╭─ DATA FOR THIS TASK

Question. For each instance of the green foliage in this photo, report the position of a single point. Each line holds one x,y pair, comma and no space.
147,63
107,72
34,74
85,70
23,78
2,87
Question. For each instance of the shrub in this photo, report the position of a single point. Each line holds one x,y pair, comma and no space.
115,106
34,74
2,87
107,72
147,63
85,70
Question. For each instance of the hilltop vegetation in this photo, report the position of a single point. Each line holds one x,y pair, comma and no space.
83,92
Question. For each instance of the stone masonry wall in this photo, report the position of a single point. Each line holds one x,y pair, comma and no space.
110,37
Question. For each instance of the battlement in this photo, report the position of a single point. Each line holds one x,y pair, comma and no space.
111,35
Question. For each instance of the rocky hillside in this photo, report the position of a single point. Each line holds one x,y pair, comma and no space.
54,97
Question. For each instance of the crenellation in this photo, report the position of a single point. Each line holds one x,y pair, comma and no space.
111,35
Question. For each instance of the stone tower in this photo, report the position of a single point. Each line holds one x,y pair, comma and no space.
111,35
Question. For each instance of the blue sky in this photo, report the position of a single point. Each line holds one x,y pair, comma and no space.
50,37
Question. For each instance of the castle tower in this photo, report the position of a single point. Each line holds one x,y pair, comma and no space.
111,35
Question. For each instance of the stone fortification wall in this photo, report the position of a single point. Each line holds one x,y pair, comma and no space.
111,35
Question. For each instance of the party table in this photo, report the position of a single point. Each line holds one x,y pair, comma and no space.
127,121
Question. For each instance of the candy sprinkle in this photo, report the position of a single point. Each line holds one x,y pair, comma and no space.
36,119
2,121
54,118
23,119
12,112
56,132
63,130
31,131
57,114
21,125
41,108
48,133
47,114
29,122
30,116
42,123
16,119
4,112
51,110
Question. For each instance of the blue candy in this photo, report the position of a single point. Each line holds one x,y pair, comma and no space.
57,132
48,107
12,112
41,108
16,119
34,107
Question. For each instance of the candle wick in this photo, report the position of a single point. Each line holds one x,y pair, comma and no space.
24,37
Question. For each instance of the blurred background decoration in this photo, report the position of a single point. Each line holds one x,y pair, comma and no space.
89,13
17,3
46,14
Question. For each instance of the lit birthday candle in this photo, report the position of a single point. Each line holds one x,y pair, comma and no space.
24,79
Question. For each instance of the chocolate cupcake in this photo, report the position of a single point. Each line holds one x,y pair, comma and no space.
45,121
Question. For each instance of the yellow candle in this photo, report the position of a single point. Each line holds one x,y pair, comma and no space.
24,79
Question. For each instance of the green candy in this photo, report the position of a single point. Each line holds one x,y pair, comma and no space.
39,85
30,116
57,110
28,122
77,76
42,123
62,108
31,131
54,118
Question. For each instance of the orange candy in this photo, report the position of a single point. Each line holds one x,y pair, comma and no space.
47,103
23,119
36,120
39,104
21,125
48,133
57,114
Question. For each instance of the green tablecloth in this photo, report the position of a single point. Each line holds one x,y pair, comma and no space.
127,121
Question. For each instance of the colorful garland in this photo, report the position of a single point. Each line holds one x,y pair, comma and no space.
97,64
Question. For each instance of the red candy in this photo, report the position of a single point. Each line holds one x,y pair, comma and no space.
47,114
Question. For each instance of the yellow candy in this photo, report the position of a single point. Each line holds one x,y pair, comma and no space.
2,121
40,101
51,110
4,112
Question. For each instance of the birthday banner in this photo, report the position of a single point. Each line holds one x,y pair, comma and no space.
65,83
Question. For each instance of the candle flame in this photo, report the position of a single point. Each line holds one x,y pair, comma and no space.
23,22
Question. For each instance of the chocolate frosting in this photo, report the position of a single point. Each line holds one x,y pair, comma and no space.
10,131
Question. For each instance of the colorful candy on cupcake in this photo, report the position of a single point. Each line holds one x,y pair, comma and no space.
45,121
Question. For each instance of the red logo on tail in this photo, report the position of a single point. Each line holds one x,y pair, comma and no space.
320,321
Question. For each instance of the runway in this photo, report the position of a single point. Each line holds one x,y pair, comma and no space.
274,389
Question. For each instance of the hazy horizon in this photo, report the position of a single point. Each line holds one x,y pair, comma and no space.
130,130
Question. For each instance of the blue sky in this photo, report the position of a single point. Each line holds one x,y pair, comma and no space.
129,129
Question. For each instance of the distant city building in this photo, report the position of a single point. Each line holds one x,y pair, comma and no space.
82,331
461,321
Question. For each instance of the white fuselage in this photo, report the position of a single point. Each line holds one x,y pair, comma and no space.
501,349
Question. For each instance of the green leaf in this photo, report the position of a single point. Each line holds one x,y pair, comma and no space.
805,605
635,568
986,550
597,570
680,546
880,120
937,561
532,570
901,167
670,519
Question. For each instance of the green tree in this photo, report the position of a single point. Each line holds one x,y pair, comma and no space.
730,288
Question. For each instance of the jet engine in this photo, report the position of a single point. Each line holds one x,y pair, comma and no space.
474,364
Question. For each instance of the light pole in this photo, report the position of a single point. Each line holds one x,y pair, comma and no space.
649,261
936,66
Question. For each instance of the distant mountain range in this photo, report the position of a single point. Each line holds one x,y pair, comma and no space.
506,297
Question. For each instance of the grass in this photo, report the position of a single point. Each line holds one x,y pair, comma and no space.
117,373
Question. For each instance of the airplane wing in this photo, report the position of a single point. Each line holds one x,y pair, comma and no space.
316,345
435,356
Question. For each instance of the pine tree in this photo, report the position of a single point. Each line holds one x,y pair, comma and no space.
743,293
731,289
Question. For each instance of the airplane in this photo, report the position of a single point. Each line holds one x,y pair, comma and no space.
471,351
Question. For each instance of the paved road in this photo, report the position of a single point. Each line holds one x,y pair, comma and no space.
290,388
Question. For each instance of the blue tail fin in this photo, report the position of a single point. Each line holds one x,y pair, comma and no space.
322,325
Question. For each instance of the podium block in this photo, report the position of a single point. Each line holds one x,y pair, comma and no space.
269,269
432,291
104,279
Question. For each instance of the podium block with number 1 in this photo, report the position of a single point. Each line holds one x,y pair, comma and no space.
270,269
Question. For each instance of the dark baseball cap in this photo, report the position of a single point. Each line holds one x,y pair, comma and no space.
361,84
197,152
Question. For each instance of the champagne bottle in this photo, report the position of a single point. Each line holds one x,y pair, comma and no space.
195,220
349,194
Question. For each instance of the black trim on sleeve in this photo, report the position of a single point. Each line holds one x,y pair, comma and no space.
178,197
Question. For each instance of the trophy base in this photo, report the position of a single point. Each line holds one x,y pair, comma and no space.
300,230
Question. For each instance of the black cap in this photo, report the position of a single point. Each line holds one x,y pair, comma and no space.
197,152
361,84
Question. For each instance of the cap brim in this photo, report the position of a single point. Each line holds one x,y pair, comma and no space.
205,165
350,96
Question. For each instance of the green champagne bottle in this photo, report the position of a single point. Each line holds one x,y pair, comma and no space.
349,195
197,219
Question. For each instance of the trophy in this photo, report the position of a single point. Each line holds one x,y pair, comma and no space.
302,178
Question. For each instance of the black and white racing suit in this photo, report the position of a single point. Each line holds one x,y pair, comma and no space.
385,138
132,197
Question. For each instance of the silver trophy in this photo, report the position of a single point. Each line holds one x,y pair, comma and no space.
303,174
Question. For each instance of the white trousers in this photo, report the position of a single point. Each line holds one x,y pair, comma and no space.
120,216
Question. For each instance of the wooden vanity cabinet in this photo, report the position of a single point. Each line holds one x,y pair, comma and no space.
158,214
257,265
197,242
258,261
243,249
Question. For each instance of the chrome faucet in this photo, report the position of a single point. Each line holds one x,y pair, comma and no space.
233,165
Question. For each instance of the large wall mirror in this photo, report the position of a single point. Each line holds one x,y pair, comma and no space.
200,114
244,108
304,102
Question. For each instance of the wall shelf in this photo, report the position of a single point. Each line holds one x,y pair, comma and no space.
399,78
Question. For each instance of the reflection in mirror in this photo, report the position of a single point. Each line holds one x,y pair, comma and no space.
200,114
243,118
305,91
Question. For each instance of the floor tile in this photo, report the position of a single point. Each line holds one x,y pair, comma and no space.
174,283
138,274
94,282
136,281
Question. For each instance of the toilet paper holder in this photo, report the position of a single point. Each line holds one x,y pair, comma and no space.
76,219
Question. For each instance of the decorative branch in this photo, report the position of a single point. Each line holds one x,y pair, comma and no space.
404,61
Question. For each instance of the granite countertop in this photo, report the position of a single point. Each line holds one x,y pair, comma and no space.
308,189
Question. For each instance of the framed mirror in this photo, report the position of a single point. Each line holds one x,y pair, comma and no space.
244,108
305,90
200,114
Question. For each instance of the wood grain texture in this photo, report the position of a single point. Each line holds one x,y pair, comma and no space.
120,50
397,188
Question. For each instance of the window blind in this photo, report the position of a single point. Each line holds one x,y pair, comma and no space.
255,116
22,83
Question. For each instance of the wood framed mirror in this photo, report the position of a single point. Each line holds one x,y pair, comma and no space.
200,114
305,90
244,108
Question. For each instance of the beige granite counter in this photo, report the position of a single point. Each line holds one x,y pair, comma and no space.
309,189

╰─

== REQUIRED WORK ==
Only one stretch of the data is wanted: the lines from the one with "Question. For each instance of the reflection" through the last, repeated exactly.

== RESPONSE ==
Question. For each instance of the reflection in mirror in this photo, report the position of a single point. Each line holds one x,y pair, comma and no space.
200,114
243,118
305,91
Question. For each instance of the floor tile in this photo, report the position of a single point. Each line holds one x,y pair, comma and no space.
174,283
138,274
94,282
136,281
Question. For each instance of the toilet paper holder in this photo, report the position of a single point. Each line holds one x,y pair, comma and no space.
76,219
Question. For each instance of the decorative branch in this photo, report the position of a single point. Each line holds one x,y pair, comma and no space.
404,61
Question. For each instance of the granite countertop in this photo, report the position of a single point. Each line holds one x,y pair, comma and no space.
308,189
Question. For each instance of the framed mirror in this photo, report the position of a single point. Each line holds one x,y pair, comma and no space.
244,108
305,90
200,114
Question. For each instance of the wood grain texture in this photo, report the position of a single point. Each line holds one x,y pair, comma and no space.
120,50
397,188
Question. For each instance of the window blind in this photo, report the position of a single point. Each line holds one x,y pair, comma and no space.
255,116
22,83
Question. For each instance of the wood framed mirror in this photo, report the position of a single point. Each line holds one x,y pair, comma and no space.
200,114
305,90
244,108
Question. For each instance of the beige granite counter in this photo, report the position of a single point. Each line holds one x,y pair, comma and no space.
309,189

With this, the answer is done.